SUPPLIED RECORDS =>
════════════════
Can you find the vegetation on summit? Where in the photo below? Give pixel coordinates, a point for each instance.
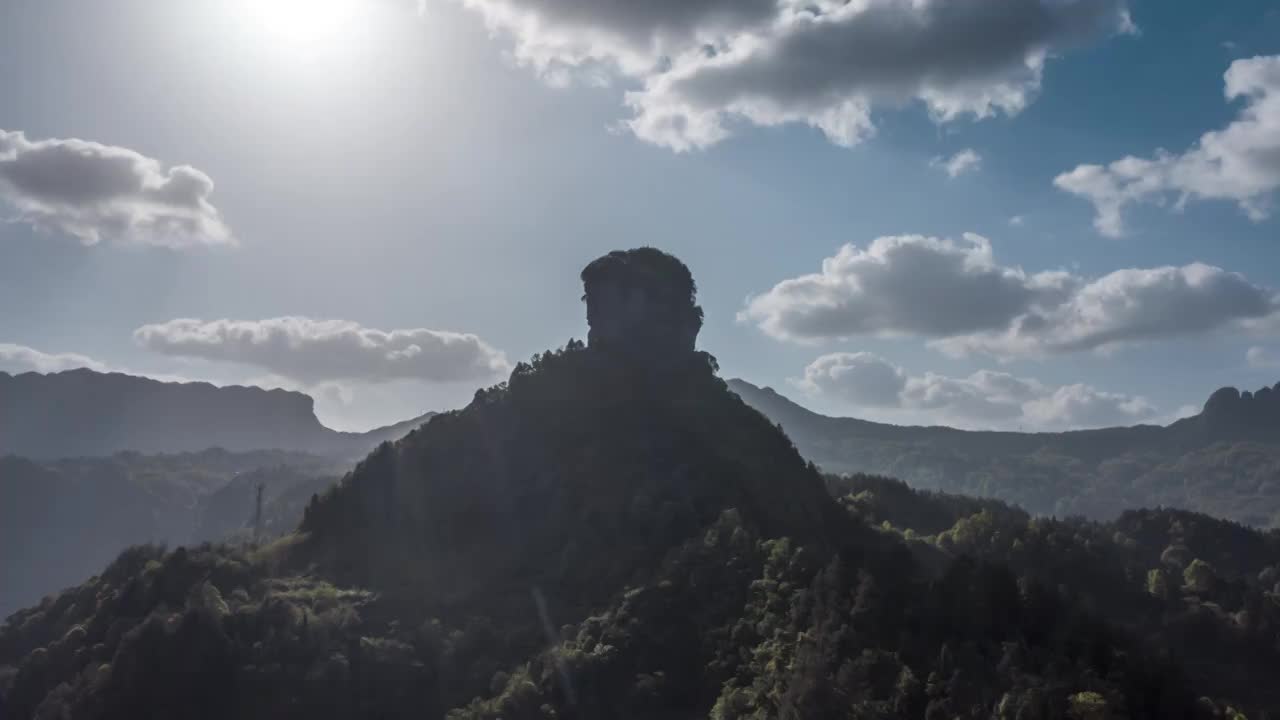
(615, 534)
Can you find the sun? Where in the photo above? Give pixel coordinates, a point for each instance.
(302, 27)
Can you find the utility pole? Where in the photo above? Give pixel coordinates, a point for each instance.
(257, 514)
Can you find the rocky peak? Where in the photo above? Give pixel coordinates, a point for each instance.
(641, 302)
(1232, 406)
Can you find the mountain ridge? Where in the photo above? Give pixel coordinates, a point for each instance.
(87, 413)
(615, 533)
(1223, 461)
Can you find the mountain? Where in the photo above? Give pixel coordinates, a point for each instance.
(615, 533)
(1224, 461)
(63, 520)
(85, 413)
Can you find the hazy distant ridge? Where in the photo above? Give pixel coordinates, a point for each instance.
(85, 413)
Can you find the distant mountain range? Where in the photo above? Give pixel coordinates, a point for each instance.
(62, 520)
(1224, 460)
(615, 533)
(85, 413)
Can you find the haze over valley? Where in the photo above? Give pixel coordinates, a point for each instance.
(643, 360)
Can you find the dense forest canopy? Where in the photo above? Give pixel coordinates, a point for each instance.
(607, 537)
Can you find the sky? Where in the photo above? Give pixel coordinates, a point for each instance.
(1036, 214)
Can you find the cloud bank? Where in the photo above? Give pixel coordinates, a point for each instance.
(315, 351)
(959, 297)
(100, 192)
(22, 359)
(1239, 163)
(982, 400)
(703, 65)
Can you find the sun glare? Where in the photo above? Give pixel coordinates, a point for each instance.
(302, 27)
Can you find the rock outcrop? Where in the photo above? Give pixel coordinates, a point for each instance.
(641, 302)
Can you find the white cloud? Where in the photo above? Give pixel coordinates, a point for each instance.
════════════════
WHAT IS ASKED => Go through all of the items above and swap "a point for each instance" for "one point per instance" wherever it occurs, changing nothing else. Give the lines again without the pictures.

WRITTEN RESPONSE =>
Can you find the vegetation on summit? Where in the photo below? Give pixel coordinates, one point per instance.
(615, 534)
Can you find the sun? Where in the photo above? Give pixel coordinates, one point per instance.
(302, 27)
Can you find the utility pole? Where in the photo above? Give pixel coordinates, one point per instance.
(257, 514)
Can you find the rocky peak? Where in the photo above? Give pixel coordinates, one point per instance.
(641, 302)
(1232, 406)
Can you find the mountain ridge? Where in the photo above? Give pixel coordinates, one point per instance.
(87, 413)
(615, 533)
(1223, 461)
Can you find the mountain? Where in the photo above? Give pixel coordinates, one point per instance.
(615, 533)
(1224, 461)
(63, 520)
(85, 413)
Can you find the hazy distant ridge? Where in the photo above? Give pixel coordinates, one point per instance.
(85, 413)
Can you find the distant mountain range? Where in the photo above? Give pixel coordinates, one point per instance.
(62, 520)
(1224, 460)
(615, 533)
(85, 413)
Can you find the haze over valley? Where in the photo above? Give pixel coordinates, one point per instance.
(643, 360)
Can you find the dense forest canopy? Where in the photo above? Give pixel coordinates, one point per instance.
(607, 537)
Can you find the sky? Where in the photo above? Give pixel coordinates, one point per instance.
(1036, 214)
Can you find the cloud bank? Where in the photo above? Give pixel coordinates, one point per instance.
(315, 351)
(959, 297)
(100, 192)
(22, 359)
(1239, 163)
(982, 400)
(703, 65)
Can you find the sun glare? Where in the photo above? Give pixel coordinates, one point per instance.
(302, 27)
Can you find the rock outcrop? Where in the photo above? Give pixel coordinates, one point per instance.
(641, 302)
Can you find the white cloud? Where in the photo above? Give pixel coordinates, one point per instance.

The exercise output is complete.